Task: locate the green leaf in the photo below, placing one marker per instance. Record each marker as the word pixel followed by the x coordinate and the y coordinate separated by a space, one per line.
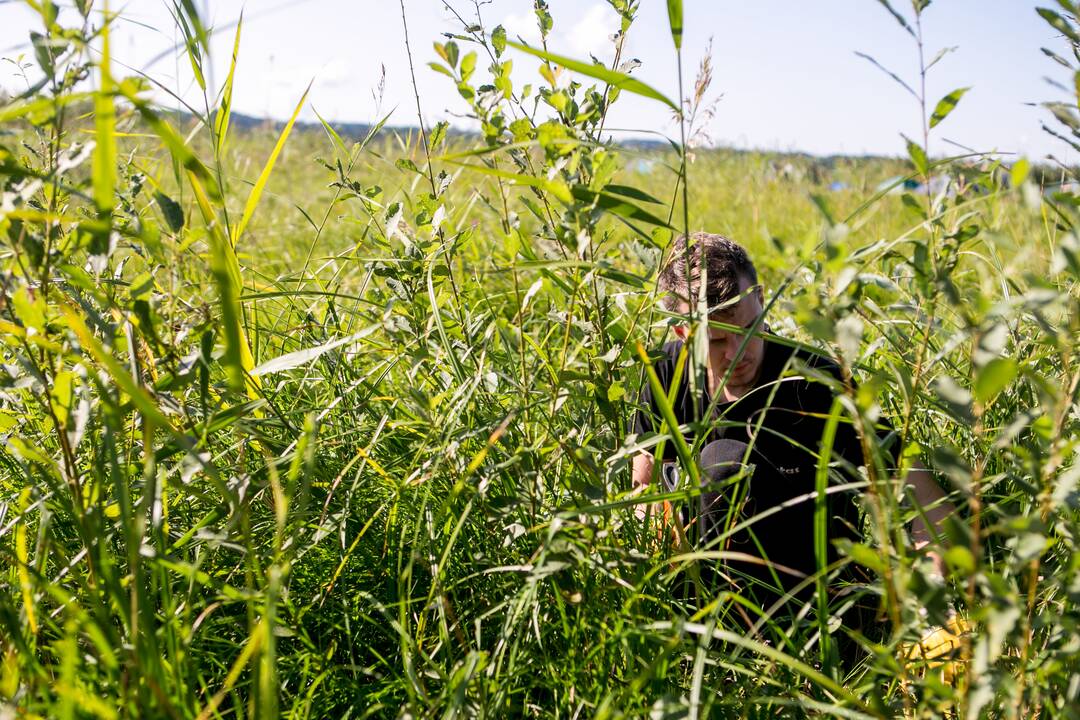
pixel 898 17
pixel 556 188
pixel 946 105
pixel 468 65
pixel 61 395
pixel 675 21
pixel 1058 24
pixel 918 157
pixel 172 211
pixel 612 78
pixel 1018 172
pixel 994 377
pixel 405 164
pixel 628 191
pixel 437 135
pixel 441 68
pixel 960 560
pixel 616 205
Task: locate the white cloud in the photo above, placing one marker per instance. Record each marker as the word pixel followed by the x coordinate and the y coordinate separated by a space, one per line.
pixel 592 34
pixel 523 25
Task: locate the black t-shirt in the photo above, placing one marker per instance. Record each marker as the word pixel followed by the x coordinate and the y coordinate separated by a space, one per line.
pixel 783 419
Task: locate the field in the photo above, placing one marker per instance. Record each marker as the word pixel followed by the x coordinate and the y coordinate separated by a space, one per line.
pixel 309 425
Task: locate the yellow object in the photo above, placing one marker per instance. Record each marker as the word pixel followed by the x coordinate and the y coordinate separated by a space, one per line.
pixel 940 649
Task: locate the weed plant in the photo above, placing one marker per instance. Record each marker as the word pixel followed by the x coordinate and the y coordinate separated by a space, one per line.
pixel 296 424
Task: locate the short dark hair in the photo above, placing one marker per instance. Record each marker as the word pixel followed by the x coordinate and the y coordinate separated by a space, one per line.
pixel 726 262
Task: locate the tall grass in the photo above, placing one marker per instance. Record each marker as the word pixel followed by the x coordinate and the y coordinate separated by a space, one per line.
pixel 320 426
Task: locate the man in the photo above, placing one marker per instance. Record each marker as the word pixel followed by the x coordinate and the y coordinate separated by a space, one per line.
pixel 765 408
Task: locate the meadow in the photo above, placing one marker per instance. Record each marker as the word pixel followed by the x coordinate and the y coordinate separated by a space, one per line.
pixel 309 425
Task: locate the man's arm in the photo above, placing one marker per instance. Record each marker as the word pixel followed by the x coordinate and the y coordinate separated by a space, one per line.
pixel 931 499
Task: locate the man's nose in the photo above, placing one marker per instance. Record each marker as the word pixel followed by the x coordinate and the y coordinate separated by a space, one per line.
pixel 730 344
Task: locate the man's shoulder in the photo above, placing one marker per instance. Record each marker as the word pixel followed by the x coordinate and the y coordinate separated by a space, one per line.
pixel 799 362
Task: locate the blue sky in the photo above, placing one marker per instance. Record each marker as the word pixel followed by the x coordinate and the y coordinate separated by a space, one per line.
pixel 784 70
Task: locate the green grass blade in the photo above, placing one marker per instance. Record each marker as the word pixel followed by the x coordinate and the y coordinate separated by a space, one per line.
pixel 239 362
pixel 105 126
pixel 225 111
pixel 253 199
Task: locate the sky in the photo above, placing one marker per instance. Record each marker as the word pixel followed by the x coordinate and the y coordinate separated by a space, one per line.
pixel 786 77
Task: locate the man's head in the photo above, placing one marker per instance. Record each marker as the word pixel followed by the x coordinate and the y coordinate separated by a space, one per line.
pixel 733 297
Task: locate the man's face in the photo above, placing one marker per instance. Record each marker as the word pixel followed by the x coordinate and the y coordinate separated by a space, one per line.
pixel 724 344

==============================

EXERCISE:
Copy all of the records above word for word, leaving out the pictures.

EXERCISE RESPONSE:
Task: locate the green leaf in the photo below, placing one marker per instance. Record each marker as the word pixel followed by the x coordinate and the y coordinate separated by a space, one per line.
pixel 898 17
pixel 556 188
pixel 946 105
pixel 468 65
pixel 61 395
pixel 675 21
pixel 1058 24
pixel 918 157
pixel 172 211
pixel 612 78
pixel 1018 172
pixel 994 377
pixel 405 164
pixel 628 191
pixel 437 135
pixel 441 68
pixel 960 560
pixel 616 205
Task: locate the white cloud in the photo above, placing one marker per instance. Record each marker as the word pixel followed by the x coordinate and the y coordinate separated by a space, one per line.
pixel 592 34
pixel 523 25
Task: locate the black t-shirt in the photo above, placing one marker per instance. Record each marker as the word pixel followed by the x coordinate and the y coordinate separated by a space, one per line.
pixel 783 419
Task: locate the field in the photo above, placing one marker per instance. Record each marker as the word pixel followed by the x coordinate and the y coordinate separated by a space, one per line.
pixel 309 425
Task: locate the yellow object in the photo above, placing one marker per instance. Record each marker as the word pixel followed by the x coordinate and the y coordinate separated by a space, one per line.
pixel 940 649
Task: locate the weed plant in the photo above, placing one marker per instance. Record each marker as the word pixel followed by the x coordinate and the y coordinate separated by a space, one per line.
pixel 296 424
Task: locate the short dark hair in the photo above, placing one marker per instance. Record each marker as the word pixel followed by the x coordinate and the y coordinate separated by a space, one per line.
pixel 726 262
Task: locate the tall grass in the photo above, placing one marker per instance. Record each marker as the word pixel followed by the x coordinate and the y coordinate separated by a space, one per line.
pixel 320 426
Task: locate the man in the photo above, placing one marker per instance. Record each marker as the word pixel followed by the x coordinate and the y coordinate separated by a space, one per line.
pixel 765 408
Task: locate the meadow in the photo above, placing one marker per instance. Record each marker as the word pixel followed by the x coordinate and the y coordinate separated by a space, one per line.
pixel 309 425
Task: locate the man's arm in the photo above, placing one marker per instance. Record each marker as the word pixel followed by the x coordinate and the y coordinate separated by a space, one per line.
pixel 931 499
Task: locate the man's nose in the photo above, placing one marker per instance. Record each marker as the word pixel followed by the x coordinate and the y coordinate separated by a space, one per line.
pixel 730 344
Task: locate the man's shoulder in the photo above, placing one marker per instance. Record each marker as the word pixel followed by the x coordinate and the y coordinate separated by a space, one per line.
pixel 799 362
Task: locate the blue sky in the photo above, placing one marker per instance. Record each marker as the word pixel followed by the x coordinate and the y coordinate separated by a space, one per line.
pixel 784 70
Task: locate the green grass blade in the photo above, placing one marker per instance. Record each marker as the word pixel followed by the x coordinate and the y coordinate separated by a space, one per line.
pixel 239 362
pixel 105 126
pixel 225 111
pixel 253 199
Task: locate the sky in the photo above, placing one marker per instance. Record each marker as the word pixel followed by the x coordinate and the y coordinate separated by a space, one per line.
pixel 786 77
Task: locate the man's head in the photo above, placing one marker per instance. Record each marker as the word pixel followed by the x coordinate and the y coordinate separated by a space, one per line.
pixel 733 297
Task: locate the man's face in the photo above, placing one marker per instance. Record each marker as the word pixel followed by the x coordinate and the y coordinate separated by a space, one per line.
pixel 724 344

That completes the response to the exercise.